---------- TEXT SEGMENT ----------
Seeing Titan with infrared eyes

Saturn’s moon Titan is enveloped in a thick atmosphere, but through the infrared eyes of the international Cassini mission, the moon’s myriad surface features are revealed in this exquisite global mosaic.

Observing the surface of Saturn’s largest moon, Titan, in visible light is difficult due to the globe-enshrouding haze that envelops the moon. On 14 January 2005, the mystery as to what lay beneath the thick atmosphere was revealed as ESA’s Huygens probe – carried to Titan by Cassini – made the first successful landing on a world in the outer Solar System. During the two-and-a-half hour descent under parachute, features that looked remarkably like shore lines and river systems on Earth appeared from the haze. But rather than water, with surface temperatures of around –180ºC, the fluid involved here is methane, a simple organic compound that also contributes to the moon’s obscuring atmosphere.
----------
» PROMPT 1:
In the records below, present the part that opens with the line containing "Would you kindly put a point on the dress" and closes with the line containing "point(641, 617)" as a Markdown table with the columns No. and Line, one numbered row per line, skipping blank lines.
» PROMPT 2:
Extend the Titan passage above from where it stops.
---------- RECORD LIST ----------
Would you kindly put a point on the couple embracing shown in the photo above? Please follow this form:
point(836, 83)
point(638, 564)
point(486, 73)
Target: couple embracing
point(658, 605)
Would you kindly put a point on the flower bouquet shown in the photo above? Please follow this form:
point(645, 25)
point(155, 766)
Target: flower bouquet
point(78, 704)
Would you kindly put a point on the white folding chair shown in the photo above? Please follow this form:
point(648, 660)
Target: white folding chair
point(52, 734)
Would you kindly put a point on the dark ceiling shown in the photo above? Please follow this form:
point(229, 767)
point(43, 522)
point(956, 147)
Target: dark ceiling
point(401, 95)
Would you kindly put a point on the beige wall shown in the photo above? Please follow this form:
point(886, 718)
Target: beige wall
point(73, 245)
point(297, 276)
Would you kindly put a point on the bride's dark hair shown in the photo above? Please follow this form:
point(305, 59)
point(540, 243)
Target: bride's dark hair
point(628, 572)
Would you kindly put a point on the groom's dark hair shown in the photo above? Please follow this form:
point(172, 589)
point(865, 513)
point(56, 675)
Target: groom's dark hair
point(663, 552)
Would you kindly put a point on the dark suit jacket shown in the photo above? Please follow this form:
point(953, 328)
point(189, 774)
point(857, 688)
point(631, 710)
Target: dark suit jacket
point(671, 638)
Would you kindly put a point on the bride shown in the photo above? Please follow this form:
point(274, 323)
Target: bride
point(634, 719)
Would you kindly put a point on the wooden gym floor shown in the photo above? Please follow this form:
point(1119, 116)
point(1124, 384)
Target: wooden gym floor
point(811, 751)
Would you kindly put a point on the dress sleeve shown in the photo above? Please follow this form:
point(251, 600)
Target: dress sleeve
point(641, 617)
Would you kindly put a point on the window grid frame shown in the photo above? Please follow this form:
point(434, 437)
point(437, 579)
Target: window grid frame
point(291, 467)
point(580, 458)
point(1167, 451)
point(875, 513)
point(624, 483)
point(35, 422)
----------
» EXERCISE ANSWER 1:
| No. | Line |
|---|---|
| 1 | Would you kindly put a point on the dress sleeve shown in the photo above? Please follow this form: |
| 2 | point(251, 600) |
| 3 | Target: dress sleeve |
| 4 | point(641, 617) |

» EXERCISE ANSWER 2:
Thanks to Cassini, which studied Saturn and its rings and moons for thirteen years, Titan was extensively mapped and analysed. One result is this stunning sequence of images created using data acquired by Cassini’s Visual and Infrared Mapping Spectrometer (VIMS), whose infrared observations peered through Titan’s atmosphere, complementing the views obtained by Huygens during descent and on the surface. The maps combine data from the multitude of different observations made under a wide variety of illumination and viewing conditions over the course of the mission, stitched together in a seamless mosaic to provide the best representation of Titan’s surface to date.

The colours reflect variations in materials on the moon’s surface. For example, the moon’s equatorial dune fields appear a consistent brown colour, while bluish and purple hues may indicate materials enriched in water ice.

The image was first published in July 2018 – read more here about how the image was created, and enjoy a video featuring further stunning visuals here. The complete Cassini VIMS data archive of Saturn’s satellites is available here.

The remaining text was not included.